Exercise requirements:
A) Output the portion of the memorial text below starting with "- An amateur" and going on through "of the building.".
B) Decide whether each statement agrees with the memorial text below, giving yes or no and quoting the words from the text that settle it: (i) The blast destroyed half of the building. (ii) The memorial field's chairs stand for the people who died. (iii) The bomber was executed in 2001.
C) Using the memorial text below, answer each question on its own line, marked (i), (ii), (iii):
(i) About how many people were inside the building when the bomb exploded?
(ii) What was the bomb made of?
(iii) What do the smaller chairs represent?

Document extract:
- Opening Delimiter -

A sobering day seeing the Oklahoma City National Memorial, honoring the victims of the 1995 domestic terrorist bombing. Until September 11, 2001, the Oklahoma City bombing was the deadliest terrorist attack in the history of the United States, and remains the deadliest incident of domestic terrorism in our country’s history. The bomber was sentenced to death by lethal injection, and died in 2001, the first federal execution in 38 years.
- The blast destroyed one-third of the building, and destroyed or damaged 324 other buildings within a 16-block radius. Most victims died not from the bomb itself, but from the building collapse.
- An office clock frozen at the time of the bomb. An estimated 646 people were inside the building when the bomb exploded.
- An amateur photographer shot this photo of a firefighter tenderly carrying a one year old child, who later died. The photo won a Pulitzer Prize. In the weeks following, over 12,000 relief and rescue workers helped in the recovery effort.
- Dan Rather apologized later for jumping to the conclusion on air that the FBI was seeking “Middle Eastern” suspects.
- The bomber and his co-conspirator expressed anger with the federal government’s handling of the Branch Dividian standoff in 1993. They timed the bomb for the 2-year anniversary of the Waco, TX disaster.
- The bomb was made of ammonium nitrate, now banned in the US. In Afghanistan, it’s still destroyed when found to avoid its use in home-made explosives.
- The memorial field of chairs represents the 168 people who died. The field sits within what is left of the foundation edges of the building.
- Each chair has a name inscribed, and is placed according to the position in the building where the victim was before the bomb went off. Smaller chairs represent children. This is the portion of the building that housed a day care center for federal employees.
- The entrance to the memorial field marks one minute after the blast. That’s the moment that the healing began.

- Closing Delimiter -

Dataset records:

- Opening Delimiter -

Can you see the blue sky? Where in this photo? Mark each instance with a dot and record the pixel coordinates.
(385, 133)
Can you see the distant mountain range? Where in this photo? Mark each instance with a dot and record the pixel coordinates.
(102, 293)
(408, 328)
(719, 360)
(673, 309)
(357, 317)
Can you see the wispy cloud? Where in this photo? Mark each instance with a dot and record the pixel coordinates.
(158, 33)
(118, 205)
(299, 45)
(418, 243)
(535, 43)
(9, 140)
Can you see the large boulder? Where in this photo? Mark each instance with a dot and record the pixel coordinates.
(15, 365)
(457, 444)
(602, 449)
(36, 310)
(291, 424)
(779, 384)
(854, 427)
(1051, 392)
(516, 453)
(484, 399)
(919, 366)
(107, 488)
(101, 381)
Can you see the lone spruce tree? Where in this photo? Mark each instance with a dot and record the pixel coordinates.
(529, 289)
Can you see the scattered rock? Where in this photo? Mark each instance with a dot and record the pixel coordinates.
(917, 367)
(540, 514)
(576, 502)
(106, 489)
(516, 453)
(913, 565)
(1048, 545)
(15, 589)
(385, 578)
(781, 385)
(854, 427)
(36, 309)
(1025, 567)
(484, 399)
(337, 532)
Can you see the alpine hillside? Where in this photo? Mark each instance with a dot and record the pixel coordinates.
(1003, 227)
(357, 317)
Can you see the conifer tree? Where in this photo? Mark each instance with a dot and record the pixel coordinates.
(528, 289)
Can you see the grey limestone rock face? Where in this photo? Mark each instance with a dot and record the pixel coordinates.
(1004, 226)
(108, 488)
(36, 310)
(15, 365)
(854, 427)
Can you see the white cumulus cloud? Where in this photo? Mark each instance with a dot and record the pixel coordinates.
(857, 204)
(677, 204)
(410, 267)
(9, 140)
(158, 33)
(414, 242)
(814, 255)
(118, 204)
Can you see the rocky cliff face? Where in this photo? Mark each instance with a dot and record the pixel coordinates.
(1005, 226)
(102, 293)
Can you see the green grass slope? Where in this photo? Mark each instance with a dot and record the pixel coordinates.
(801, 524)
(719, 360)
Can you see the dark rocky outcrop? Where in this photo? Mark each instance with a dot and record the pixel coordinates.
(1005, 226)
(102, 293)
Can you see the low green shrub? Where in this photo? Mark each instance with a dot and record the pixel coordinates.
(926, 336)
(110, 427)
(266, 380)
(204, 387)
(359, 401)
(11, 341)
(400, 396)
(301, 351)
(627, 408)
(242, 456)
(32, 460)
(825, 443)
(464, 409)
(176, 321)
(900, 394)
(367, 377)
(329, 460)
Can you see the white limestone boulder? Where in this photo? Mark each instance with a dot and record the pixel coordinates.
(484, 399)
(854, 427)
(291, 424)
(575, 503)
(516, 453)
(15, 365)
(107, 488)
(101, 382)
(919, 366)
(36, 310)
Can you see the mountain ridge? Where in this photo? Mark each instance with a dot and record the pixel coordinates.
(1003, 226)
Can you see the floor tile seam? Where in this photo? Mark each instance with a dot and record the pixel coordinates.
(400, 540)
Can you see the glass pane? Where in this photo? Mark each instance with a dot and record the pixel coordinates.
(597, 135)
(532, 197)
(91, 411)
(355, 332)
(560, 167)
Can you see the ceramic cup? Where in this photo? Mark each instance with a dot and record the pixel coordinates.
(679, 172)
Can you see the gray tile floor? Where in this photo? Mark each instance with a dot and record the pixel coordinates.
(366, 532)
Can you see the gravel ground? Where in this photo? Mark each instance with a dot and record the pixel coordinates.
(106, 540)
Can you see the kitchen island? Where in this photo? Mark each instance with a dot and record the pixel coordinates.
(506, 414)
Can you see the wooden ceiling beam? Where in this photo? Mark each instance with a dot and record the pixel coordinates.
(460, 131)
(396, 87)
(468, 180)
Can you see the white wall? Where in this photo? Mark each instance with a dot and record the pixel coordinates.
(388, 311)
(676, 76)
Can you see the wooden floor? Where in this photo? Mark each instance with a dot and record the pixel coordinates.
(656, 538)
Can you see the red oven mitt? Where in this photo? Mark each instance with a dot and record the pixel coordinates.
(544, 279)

- Closing Delimiter -

Results for each task:
A)
- An amateur photographer shot this photo of a firefighter tenderly carrying a one year old child, who later died. The photo won a Pulitzer Prize. In the weeks following, over 12,000 relief and rescue workers helped in the recovery effort.
- Dan Rather apologized later for jumping to the conclusion on air that the FBI was seeking “Middle Eastern” suspects.
- The bomber and his co-conspirator expressed anger with the federal government’s handling of the Branch Dividian standoff in 1993. They timed the bomb for the 2-year anniversary of the Waco, TX disaster.
- The bomb was made of ammonium nitrate, now banned in the US. In Afghanistan, it’s still destroyed when found to avoid its use in home-made explosives.
- The memorial field of chairs represents the 168 people who died. The field sits within what is left of the foundation edges of the building.

B)
(i) No: "The blast destroyed one-third of the building"
(ii) Yes: "The memorial field of chairs represents the 168 people who died."
(iii) Yes: "died in 2001, the first federal execution in 38 years"

C)
(i) An estimated 646 people
(ii) Ammonium nitrate
(iii) Children